**Excerpt to read**
* * * * * * * * *

- Origin: Boston, Massachusetts, United States
- Genres: Indie rock; post-punk; post-hardcore; slowcore; noise rock;
- Years active: 2007–present
- Labels: Sooper Records; Exploding in Sound; Fierce Panda;
- Members: Rick Maguire; Alex Molini; Kris Kuss; Matt Connery;
- Website: pilemusic.com

= Pile (band) =

American indie rock band

Pile is an American indie rock band from Boston, Massachusetts. Starting as the solo act of Rick Maguire in the late 2000s, Pile has been a collective since the release of Magic Isn't Real in 2010. To date, Pile has released nine full-length albums. In recent years the band has gained increasing popularity, becoming a prominent part of the Boston indie rock scene and frequently touring through both the US and Europe. While remaining outside of the mainstream, the band has been repeatedly recognized for captivating a particularly enthusiastic and dedicated fan base. Their sound has been described by The Village Voice as a "distinct blend of melted guitars" with "howling-wolf vocals and shred-free guitar harmonies".

== History ==
Pile released its first album Demonstration on July 7, 2007. In 2009, a second album called Jerk Routine was released. In 2010 Pile formed its current line-up as a band and released the album Magic Isn't Real. The band released a 7-inch single called "Big Web" in 2011. After self-releasing three albums and one single, Pile signed with record label Exploding in Sound in October 2011, and released the first album under this label, Dripping, on October 23, 2012. The band released a new single, "Special Snowflakes", on March 11, 2014. They continued to release a fifth album, their second under Exploding in Sound, called You're Better Than This on March 3, 2015. Later that year, Pile released First Other Tape on August 4, 2015.

On March 31, 2017, they released their sixth album, A Hairshirt of Purpose. On April 25, 2018, Pile released the single "Keep the Last Light On", which had previously been released as part of the Boston Sessions, Vol. 1: Beast compilation. It was featured on the compilation album Odds and Ends, which collated a series of b-sides, compilation tracks and the like from across Pile's career.

On August 28, 2018, Maguire announced, in an email to Pile's fans, that guitarist Matt Becker had stepped out of the band indefinitely and bass player Matt Connery had stepped out temporarily. Chappy Hull and Alex Molini would be playing guitar and bass on the next album and tour. It was later revealed that Maguire had moved from Boston, and was now living in a house with Hull and Molini in Nashville. On May 3, 2019, Pile released their seventh LP, Green and Gray.

* * * * * * * * *

**Extracted entries**
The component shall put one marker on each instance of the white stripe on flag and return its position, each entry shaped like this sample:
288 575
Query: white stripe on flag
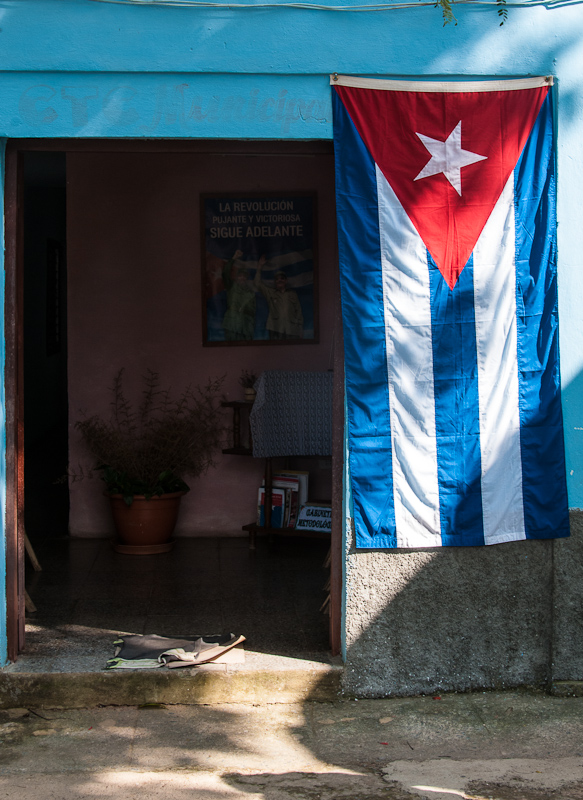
495 309
407 309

* * * * * * * * *

**The problem**
Please reproduce the passage in the article on the band Pile from "On March 31, 2017, they" to "Green and Gray.", word for word.

**Worked answer**
On March 31, 2017, they released their sixth album, A Hairshirt of Purpose. On April 25, 2018, Pile released the single "Keep the Last Light On", which had previously been released as part of the Boston Sessions, Vol. 1: Beast compilation. It was featured on the compilation album Odds and Ends, which collated a series of b-sides, compilation tracks and the like from across Pile's career.

On August 28, 2018, Maguire announced, in an email to Pile's fans, that guitarist Matt Becker had stepped out of the band indefinitely and bass player Matt Connery had stepped out temporarily. Chappy Hull and Alex Molini would be playing guitar and bass on the next album and tour. It was later revealed that Maguire had moved from Boston, and was now living in a house with Hull and Molini in Nashville. On May 3, 2019, Pile released their seventh LP, Green and Gray.